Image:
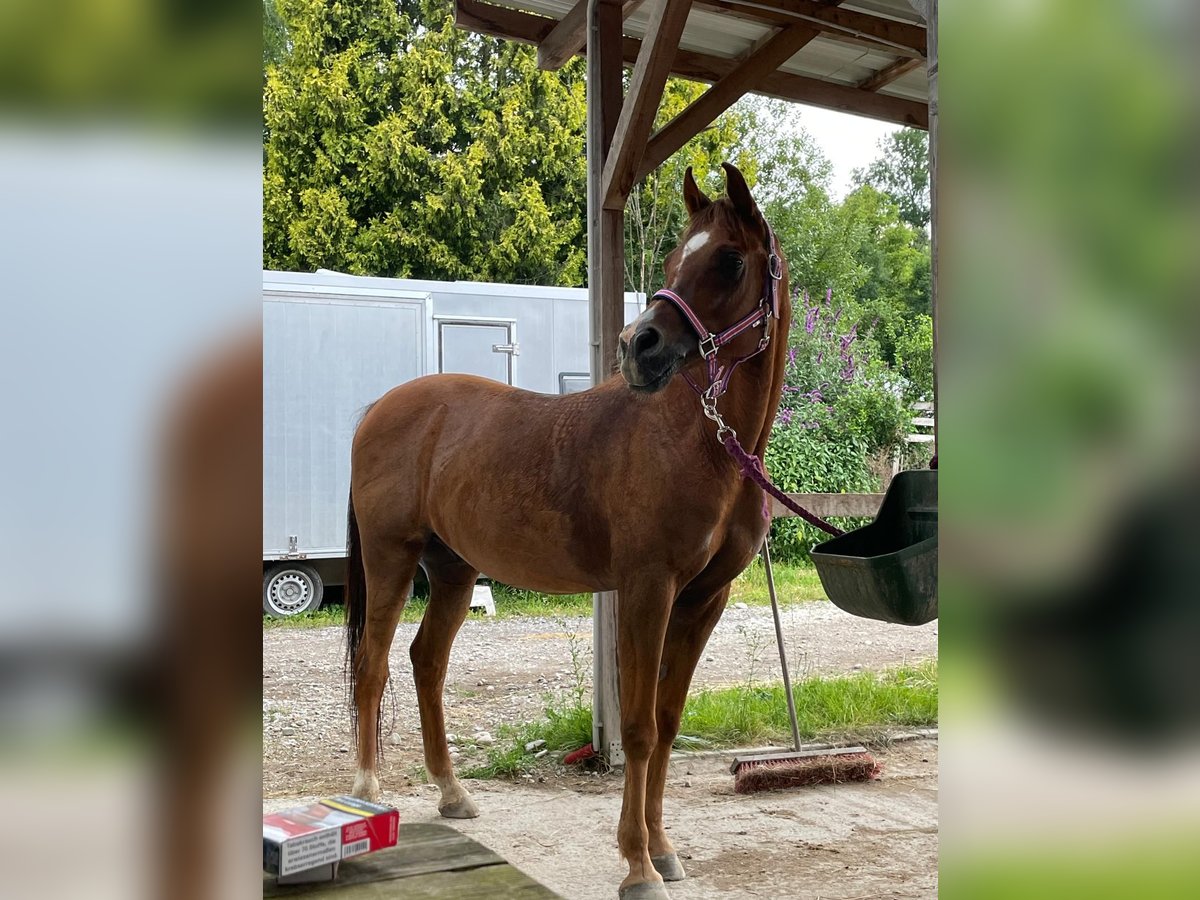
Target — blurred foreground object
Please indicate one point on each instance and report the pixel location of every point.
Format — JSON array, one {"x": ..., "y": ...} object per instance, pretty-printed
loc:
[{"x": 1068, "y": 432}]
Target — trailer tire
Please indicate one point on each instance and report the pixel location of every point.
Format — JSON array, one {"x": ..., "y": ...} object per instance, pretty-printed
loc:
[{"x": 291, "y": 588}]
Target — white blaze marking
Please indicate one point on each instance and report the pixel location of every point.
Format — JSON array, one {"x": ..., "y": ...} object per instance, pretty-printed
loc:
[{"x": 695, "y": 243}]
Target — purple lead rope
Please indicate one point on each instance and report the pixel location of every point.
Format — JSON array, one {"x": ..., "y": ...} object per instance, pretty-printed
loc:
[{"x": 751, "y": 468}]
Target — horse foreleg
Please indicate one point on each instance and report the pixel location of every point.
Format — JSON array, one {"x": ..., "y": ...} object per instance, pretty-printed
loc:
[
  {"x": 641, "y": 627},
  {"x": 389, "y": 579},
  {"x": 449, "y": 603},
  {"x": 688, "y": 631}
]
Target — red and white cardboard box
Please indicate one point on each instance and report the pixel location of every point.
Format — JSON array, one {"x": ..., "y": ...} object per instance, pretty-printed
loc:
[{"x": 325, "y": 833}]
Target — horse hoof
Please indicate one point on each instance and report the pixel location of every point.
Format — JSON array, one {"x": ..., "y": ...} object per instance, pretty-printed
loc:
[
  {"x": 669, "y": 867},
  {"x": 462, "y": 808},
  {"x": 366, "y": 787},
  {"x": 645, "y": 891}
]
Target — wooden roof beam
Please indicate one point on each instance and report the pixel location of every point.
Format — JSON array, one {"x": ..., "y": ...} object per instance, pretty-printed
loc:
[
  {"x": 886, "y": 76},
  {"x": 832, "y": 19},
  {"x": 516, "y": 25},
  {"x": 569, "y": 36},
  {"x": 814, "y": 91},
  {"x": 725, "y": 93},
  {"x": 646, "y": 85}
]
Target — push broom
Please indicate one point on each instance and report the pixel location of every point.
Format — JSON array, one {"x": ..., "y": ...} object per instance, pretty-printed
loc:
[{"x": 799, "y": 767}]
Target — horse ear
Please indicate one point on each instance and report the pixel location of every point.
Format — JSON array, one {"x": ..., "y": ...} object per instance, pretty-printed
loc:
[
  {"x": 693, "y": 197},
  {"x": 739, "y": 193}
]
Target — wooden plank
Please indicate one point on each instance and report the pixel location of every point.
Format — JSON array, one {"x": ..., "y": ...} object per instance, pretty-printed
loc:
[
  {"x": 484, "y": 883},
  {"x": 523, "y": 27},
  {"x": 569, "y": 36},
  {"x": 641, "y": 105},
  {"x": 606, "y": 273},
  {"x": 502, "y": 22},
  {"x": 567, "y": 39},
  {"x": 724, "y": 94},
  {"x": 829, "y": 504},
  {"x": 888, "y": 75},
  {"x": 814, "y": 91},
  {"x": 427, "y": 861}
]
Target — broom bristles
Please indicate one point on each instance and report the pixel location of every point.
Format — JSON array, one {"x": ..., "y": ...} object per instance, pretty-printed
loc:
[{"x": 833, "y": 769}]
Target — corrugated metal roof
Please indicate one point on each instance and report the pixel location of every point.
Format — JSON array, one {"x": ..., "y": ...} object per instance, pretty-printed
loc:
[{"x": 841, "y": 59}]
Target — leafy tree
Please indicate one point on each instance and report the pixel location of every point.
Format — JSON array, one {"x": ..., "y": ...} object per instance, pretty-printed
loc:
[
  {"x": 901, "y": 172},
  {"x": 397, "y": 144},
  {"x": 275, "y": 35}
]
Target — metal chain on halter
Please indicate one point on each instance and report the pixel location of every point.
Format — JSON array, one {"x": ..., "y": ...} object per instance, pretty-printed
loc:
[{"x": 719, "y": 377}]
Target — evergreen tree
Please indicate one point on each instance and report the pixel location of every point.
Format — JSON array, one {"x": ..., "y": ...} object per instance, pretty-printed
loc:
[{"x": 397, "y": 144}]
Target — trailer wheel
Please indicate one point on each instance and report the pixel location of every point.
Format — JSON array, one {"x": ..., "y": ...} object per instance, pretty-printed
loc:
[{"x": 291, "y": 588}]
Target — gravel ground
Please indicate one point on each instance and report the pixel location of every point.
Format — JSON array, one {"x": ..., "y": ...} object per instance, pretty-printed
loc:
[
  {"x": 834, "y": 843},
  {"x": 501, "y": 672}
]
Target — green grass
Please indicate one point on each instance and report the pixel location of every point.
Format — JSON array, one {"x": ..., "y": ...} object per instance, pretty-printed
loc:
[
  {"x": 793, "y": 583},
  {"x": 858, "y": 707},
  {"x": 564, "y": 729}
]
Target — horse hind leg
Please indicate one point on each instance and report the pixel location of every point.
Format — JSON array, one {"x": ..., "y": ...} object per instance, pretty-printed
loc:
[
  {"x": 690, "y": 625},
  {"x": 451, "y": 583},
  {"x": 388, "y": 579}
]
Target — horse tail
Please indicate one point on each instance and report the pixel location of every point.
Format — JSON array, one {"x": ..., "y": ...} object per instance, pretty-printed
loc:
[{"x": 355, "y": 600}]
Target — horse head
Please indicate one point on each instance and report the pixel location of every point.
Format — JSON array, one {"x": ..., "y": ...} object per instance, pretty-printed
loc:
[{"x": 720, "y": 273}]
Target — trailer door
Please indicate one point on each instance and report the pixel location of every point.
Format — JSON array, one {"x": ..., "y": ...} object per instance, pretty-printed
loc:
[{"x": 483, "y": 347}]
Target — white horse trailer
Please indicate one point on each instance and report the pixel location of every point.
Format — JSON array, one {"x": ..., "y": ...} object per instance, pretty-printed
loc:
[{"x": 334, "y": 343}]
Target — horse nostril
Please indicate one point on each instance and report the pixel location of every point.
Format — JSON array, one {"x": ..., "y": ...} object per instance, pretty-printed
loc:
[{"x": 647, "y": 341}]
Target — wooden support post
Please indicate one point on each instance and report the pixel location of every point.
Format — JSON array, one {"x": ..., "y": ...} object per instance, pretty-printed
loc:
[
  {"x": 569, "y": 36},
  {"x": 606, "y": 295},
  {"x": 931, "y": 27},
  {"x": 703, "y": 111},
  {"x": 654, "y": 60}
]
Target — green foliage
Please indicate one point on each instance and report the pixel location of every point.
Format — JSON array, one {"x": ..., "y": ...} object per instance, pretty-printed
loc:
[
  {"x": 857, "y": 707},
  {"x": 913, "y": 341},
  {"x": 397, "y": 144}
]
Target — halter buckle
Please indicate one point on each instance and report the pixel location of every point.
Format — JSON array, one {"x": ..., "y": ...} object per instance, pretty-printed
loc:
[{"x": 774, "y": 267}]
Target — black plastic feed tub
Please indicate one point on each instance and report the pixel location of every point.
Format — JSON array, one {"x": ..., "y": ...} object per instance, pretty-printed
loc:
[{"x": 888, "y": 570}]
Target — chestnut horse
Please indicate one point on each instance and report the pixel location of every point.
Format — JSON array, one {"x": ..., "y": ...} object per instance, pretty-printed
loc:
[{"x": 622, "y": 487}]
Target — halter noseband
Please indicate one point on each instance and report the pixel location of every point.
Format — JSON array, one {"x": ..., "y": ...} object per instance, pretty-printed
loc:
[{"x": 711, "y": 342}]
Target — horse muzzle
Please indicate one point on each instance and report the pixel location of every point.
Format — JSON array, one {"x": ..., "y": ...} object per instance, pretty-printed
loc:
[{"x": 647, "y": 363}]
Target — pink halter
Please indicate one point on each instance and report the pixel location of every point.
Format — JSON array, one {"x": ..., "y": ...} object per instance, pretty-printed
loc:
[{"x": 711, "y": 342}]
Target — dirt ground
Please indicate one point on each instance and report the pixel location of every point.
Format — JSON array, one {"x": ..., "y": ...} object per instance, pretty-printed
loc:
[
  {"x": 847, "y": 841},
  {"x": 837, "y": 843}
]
==
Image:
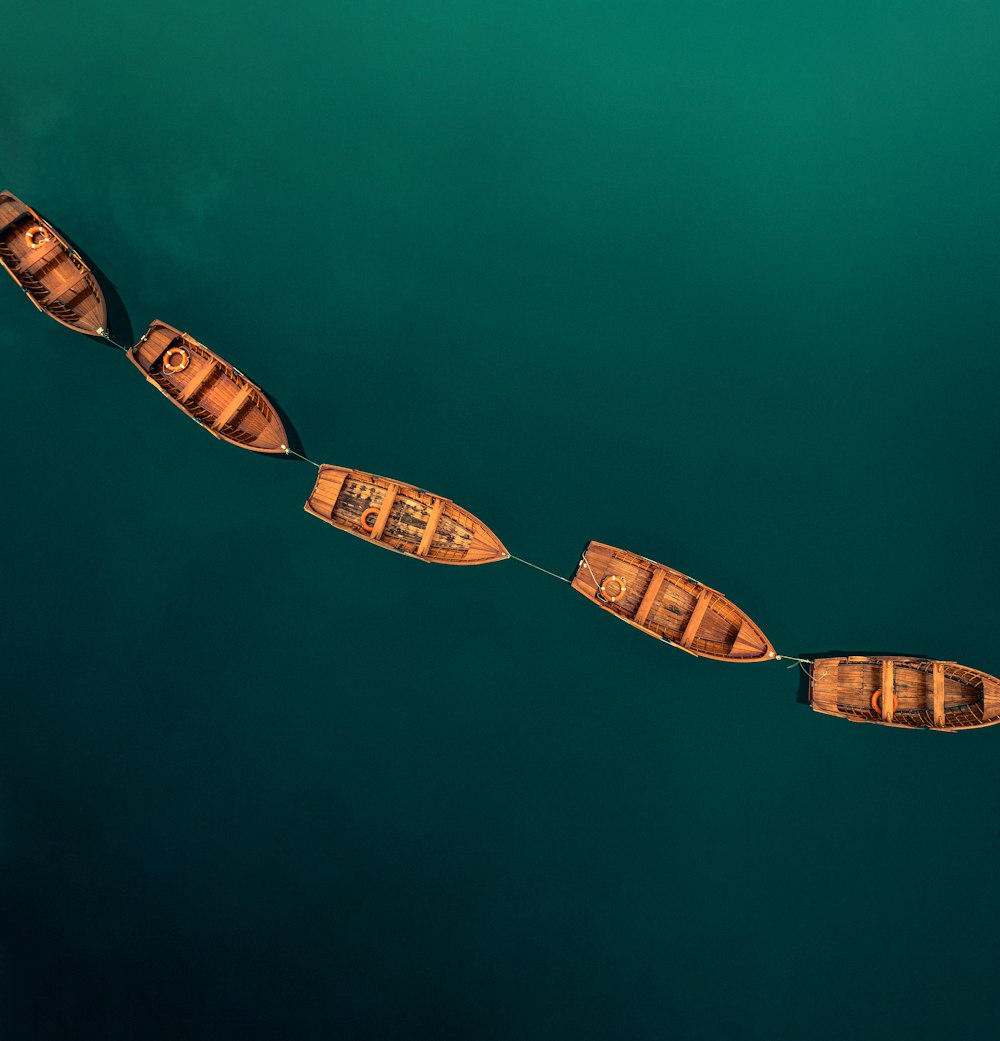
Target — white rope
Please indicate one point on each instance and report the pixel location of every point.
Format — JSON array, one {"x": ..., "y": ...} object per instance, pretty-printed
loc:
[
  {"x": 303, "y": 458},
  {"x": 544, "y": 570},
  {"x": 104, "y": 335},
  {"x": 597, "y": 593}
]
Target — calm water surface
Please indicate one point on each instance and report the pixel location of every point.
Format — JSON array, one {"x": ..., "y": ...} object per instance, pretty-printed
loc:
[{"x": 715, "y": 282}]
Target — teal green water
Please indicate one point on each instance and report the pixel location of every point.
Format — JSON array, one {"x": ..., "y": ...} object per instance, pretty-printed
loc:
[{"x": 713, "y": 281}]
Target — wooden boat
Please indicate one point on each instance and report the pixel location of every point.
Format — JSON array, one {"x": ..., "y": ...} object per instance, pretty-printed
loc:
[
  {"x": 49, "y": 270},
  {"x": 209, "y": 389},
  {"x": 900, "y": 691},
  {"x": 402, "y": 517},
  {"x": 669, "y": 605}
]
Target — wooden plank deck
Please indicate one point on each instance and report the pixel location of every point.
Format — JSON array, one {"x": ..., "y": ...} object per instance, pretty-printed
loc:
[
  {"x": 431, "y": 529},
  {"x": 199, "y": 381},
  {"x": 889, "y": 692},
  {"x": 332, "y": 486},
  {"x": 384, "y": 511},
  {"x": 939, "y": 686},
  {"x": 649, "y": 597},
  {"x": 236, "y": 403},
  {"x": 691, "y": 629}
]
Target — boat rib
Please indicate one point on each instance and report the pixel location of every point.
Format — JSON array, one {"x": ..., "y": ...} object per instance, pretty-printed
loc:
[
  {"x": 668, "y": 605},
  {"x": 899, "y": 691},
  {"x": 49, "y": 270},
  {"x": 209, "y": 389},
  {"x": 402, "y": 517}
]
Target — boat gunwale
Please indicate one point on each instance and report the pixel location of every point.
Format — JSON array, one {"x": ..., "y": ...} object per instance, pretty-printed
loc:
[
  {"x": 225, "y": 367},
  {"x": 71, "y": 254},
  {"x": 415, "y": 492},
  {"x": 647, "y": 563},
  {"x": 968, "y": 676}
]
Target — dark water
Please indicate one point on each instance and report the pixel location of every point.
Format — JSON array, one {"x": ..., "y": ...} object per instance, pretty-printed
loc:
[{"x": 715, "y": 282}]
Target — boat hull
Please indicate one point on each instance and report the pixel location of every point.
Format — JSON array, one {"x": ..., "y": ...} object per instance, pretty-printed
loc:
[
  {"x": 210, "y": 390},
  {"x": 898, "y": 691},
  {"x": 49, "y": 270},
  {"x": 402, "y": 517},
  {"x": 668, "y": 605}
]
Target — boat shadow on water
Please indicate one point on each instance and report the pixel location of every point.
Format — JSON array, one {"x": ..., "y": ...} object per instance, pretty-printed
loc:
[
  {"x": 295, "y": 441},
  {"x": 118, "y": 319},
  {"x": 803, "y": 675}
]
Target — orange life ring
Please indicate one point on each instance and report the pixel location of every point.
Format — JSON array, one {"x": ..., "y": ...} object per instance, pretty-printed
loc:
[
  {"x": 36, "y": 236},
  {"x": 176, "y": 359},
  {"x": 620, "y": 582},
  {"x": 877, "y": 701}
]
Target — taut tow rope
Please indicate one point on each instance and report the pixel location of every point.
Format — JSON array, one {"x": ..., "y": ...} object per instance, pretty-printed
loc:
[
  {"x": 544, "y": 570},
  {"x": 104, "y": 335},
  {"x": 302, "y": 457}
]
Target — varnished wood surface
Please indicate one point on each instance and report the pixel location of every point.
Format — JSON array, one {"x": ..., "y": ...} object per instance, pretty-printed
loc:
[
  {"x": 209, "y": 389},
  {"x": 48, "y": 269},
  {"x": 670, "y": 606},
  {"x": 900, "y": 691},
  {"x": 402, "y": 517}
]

TASK BRIEF. Copy out every line of the records that the string "rope" appears in.

RESULT OF THIS EXERCISE.
Target — purple lead rope
Target — white rope
Target — taut tow rope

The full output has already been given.